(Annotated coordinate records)
[Start]
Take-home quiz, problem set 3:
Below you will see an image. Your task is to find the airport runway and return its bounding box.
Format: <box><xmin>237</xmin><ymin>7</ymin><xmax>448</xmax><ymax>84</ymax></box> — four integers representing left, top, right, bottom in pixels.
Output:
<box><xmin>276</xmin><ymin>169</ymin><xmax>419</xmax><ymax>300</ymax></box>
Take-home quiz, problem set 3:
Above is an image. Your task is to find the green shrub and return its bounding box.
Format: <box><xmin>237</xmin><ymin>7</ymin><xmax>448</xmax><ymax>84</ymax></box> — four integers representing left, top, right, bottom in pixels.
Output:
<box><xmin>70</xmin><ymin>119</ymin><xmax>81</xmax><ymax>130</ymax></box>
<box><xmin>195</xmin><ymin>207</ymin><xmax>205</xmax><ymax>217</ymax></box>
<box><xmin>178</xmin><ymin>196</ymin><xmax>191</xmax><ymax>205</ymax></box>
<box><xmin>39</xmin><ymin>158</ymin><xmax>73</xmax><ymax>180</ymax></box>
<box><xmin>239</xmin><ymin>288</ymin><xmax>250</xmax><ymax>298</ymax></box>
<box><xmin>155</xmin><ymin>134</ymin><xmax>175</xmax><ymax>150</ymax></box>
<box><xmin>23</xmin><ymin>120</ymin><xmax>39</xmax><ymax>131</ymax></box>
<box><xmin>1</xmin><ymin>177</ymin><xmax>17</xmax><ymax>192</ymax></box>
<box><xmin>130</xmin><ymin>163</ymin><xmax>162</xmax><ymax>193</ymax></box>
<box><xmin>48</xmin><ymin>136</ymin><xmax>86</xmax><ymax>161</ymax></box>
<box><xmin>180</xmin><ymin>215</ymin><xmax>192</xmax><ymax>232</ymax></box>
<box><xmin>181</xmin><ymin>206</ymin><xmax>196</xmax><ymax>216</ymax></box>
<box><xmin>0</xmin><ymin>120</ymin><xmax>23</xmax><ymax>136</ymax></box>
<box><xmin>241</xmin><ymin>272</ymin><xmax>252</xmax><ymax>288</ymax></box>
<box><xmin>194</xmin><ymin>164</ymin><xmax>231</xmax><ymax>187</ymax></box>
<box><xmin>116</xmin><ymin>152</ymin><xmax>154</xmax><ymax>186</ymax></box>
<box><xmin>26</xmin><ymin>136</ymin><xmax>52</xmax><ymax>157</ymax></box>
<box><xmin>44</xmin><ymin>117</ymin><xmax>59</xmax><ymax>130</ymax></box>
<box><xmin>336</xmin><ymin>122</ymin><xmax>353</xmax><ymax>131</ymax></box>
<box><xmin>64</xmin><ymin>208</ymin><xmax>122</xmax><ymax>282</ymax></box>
[End]
[Start]
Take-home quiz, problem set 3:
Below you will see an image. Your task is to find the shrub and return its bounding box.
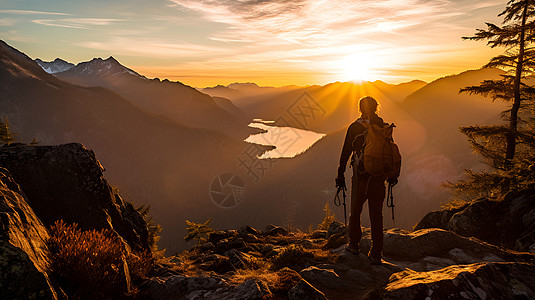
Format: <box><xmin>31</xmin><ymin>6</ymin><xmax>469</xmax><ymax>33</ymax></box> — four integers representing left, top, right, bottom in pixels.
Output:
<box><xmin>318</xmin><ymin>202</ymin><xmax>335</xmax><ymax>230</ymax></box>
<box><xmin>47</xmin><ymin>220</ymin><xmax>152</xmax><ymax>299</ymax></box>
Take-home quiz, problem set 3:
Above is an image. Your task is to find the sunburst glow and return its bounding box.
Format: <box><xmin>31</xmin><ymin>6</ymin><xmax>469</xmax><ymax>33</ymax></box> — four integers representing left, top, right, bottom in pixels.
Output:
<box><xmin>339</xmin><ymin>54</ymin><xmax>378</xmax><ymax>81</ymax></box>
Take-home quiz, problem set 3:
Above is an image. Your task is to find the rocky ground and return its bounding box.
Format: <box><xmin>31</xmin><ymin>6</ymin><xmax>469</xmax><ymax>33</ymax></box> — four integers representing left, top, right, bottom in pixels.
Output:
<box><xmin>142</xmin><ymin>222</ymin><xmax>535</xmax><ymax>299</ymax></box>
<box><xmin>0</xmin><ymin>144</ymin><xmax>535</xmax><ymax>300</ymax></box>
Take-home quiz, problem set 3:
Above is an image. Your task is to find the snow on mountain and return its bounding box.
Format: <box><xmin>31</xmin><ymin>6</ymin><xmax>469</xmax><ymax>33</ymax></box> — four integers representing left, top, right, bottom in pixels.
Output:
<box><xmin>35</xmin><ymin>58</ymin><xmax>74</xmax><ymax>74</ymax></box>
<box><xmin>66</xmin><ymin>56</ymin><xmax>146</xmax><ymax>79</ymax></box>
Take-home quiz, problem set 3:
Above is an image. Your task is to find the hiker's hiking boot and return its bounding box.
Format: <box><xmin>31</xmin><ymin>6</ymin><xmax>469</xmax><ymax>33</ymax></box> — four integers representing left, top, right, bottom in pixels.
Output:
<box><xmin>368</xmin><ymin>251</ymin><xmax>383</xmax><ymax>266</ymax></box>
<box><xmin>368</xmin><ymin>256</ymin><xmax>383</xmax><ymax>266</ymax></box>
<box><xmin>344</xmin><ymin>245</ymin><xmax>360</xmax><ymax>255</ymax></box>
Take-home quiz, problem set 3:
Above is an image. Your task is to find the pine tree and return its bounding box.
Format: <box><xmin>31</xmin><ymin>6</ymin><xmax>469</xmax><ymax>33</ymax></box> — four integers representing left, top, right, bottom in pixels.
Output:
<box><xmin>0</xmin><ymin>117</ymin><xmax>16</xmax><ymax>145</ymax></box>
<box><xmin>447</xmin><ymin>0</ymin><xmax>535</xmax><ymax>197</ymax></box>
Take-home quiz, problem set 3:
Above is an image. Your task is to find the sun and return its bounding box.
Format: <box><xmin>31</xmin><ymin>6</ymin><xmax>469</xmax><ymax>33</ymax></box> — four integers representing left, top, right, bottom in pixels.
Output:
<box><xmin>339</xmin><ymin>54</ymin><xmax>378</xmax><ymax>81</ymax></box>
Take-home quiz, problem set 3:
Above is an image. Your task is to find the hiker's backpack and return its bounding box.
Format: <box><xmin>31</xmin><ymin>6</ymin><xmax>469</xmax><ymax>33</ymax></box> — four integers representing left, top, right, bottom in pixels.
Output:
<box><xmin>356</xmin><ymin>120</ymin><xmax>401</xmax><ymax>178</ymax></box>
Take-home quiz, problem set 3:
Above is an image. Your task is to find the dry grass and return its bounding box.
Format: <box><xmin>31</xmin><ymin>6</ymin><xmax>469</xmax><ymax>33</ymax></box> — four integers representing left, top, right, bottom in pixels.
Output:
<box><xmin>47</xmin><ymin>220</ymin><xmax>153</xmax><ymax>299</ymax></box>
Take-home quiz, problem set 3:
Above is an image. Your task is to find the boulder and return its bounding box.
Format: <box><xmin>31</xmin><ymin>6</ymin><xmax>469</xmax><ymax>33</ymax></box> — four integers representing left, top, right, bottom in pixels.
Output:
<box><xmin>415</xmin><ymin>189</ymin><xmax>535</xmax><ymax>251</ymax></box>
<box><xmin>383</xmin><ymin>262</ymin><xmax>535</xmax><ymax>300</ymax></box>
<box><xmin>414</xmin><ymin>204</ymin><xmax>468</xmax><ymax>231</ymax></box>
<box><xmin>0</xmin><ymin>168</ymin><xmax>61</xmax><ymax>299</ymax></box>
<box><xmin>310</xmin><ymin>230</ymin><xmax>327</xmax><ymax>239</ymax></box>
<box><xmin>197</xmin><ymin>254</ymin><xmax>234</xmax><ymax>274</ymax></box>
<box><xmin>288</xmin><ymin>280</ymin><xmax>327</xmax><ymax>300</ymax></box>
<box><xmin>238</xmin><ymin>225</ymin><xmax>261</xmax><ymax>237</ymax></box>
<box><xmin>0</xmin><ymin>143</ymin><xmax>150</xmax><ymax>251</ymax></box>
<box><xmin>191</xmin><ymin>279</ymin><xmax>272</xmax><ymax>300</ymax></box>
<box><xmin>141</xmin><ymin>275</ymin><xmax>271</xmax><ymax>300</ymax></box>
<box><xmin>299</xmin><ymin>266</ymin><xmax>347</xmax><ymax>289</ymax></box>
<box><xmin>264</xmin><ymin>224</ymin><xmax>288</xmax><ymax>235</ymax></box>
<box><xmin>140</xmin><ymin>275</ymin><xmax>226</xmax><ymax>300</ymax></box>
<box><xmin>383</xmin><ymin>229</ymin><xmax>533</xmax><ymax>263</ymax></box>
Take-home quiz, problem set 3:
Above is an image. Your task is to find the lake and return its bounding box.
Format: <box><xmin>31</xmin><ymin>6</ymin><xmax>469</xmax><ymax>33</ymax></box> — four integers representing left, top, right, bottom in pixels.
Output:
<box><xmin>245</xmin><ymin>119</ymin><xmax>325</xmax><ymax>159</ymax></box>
[End]
[Start]
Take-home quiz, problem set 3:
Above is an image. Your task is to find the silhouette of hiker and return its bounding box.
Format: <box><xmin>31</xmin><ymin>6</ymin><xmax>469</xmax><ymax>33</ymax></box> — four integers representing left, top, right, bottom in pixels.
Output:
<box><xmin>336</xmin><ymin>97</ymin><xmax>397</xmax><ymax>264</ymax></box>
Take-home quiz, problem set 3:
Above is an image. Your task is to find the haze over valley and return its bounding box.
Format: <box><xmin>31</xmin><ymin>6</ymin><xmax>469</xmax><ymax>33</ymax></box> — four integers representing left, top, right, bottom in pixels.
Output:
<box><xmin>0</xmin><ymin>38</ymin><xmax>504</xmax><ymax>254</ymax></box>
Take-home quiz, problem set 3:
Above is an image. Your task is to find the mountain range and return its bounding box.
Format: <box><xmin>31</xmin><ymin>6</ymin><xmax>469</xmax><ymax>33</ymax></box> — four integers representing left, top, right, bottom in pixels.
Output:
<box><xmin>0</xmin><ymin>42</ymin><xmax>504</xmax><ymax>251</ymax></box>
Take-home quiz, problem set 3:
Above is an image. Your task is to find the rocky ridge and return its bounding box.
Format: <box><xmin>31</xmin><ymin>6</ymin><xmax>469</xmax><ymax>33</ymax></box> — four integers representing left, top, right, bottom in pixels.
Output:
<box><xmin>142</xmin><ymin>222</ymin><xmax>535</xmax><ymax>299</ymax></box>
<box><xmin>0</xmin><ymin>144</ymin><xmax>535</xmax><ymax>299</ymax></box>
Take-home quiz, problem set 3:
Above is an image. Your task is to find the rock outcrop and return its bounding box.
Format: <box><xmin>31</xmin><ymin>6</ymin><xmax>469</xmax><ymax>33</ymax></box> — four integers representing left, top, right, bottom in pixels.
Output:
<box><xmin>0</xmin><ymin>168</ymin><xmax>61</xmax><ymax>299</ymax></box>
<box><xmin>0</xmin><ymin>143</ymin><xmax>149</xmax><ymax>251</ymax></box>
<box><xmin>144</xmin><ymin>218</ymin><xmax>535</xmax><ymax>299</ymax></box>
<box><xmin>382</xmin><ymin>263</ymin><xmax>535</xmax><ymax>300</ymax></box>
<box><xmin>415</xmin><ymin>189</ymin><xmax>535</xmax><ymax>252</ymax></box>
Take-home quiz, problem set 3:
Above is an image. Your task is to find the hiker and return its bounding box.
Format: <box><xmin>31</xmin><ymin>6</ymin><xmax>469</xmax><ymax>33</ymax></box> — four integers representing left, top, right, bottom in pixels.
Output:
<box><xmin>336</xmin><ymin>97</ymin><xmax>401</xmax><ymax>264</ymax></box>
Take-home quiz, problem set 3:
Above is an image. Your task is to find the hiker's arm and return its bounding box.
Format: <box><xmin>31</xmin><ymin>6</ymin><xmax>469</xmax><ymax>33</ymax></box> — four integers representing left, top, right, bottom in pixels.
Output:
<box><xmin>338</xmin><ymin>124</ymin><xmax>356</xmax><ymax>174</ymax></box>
[End]
AIM:
Count the lines in the records that contain the word "hiker" and give only that number.

OUTPUT OF THE EXERCISE:
5